== Data for this task ==
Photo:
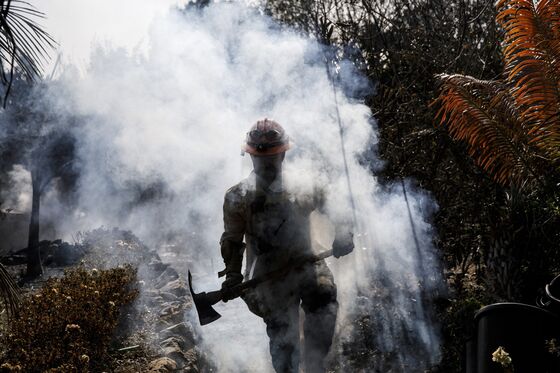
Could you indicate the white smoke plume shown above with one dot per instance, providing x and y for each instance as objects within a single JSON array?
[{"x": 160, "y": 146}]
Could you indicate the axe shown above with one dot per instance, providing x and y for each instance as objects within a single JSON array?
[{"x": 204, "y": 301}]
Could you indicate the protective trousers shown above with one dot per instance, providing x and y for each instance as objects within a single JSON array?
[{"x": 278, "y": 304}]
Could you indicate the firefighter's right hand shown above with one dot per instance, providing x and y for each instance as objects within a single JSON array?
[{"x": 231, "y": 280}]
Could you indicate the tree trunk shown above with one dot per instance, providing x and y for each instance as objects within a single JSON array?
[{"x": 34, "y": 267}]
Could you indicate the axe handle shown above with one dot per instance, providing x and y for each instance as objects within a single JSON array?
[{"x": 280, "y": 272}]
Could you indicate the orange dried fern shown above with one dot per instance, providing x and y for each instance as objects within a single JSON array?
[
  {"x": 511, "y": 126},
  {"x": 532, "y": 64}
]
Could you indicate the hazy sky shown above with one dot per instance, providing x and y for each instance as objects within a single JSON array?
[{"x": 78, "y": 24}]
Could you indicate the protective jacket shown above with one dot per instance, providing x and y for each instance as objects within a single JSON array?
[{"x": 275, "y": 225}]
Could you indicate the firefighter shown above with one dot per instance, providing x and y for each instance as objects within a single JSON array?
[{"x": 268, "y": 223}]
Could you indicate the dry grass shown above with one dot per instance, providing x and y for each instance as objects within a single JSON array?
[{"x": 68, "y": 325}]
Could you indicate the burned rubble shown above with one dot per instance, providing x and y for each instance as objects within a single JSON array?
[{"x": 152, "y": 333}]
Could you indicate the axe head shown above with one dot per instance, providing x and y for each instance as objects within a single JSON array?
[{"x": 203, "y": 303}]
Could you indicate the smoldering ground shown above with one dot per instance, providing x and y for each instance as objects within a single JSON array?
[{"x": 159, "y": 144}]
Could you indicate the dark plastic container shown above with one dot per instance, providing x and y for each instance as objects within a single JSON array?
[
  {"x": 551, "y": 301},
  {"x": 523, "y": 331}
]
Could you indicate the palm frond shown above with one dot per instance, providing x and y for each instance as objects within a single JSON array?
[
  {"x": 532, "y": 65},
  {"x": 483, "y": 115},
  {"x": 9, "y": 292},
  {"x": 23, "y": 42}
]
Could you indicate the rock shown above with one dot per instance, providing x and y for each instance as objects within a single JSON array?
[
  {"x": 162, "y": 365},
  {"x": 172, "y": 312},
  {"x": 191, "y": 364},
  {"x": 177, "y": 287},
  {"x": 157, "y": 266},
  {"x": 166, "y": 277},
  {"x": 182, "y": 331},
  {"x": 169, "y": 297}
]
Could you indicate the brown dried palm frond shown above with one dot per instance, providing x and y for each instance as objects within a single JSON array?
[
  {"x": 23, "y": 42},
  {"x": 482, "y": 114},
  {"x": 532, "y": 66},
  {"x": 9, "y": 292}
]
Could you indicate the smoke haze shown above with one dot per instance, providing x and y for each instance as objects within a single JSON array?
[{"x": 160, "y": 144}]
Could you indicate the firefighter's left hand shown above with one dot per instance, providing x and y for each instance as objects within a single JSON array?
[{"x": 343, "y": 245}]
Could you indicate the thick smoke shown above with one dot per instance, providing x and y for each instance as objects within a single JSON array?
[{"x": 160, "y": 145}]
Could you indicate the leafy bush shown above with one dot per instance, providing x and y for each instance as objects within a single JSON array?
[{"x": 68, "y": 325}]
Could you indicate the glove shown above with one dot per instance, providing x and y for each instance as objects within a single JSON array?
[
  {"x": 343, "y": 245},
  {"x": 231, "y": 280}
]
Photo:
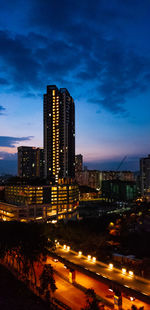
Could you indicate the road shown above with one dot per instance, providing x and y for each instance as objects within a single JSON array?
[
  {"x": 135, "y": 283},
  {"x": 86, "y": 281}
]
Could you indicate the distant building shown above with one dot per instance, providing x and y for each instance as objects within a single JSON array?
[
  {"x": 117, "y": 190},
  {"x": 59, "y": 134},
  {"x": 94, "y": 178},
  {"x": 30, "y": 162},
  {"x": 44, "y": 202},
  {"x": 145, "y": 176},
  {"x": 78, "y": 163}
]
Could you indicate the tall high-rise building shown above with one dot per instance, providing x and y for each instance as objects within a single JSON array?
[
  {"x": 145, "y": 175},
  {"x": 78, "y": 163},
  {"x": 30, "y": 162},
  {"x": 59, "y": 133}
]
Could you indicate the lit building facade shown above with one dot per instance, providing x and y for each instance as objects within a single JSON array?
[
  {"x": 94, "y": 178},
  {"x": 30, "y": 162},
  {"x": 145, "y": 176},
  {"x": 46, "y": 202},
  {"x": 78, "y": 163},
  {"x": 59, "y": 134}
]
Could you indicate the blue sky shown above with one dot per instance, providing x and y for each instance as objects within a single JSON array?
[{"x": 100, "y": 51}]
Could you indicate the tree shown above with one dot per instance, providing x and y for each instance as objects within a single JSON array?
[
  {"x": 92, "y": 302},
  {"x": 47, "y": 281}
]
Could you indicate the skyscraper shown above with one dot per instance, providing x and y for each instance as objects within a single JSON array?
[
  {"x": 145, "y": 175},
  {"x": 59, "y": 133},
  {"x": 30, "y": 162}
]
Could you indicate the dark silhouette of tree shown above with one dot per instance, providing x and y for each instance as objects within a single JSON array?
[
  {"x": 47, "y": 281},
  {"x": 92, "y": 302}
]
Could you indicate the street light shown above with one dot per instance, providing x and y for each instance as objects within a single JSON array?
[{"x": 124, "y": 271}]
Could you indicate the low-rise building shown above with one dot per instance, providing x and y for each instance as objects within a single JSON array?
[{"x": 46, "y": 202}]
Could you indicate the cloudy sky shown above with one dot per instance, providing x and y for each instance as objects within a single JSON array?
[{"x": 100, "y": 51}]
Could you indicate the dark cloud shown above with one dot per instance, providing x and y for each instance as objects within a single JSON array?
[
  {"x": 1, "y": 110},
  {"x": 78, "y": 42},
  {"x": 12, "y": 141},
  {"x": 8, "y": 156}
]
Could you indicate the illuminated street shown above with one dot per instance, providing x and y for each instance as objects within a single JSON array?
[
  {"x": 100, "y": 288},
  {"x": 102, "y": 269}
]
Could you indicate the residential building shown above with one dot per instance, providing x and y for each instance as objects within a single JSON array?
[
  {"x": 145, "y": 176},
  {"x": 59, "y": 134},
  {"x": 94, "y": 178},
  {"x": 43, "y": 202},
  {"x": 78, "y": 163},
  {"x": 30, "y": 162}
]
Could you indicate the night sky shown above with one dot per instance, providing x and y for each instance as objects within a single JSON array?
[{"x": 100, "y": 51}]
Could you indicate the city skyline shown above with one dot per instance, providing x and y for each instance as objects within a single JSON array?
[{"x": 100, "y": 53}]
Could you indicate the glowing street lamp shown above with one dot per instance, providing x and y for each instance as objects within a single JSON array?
===
**Directive:** All lines from the one containing "Could you indicate the night" through the end of the records, both ends included, are to be quoted exactly; please add nothing else.

**Worked answer:**
Could you indicate the night sky shown above with one dot per instance, providing x and y for each instance as objects within a single JSON array?
[{"x": 100, "y": 51}]
Could you indicate the city skyline shown above with one dot per instance, providing x and y for each instance as objects within a single JSON array?
[{"x": 100, "y": 53}]
Could you indicate the glowing street lamp shown above with one dot per instance, providing x and y for each instance as objects within a single JSON array?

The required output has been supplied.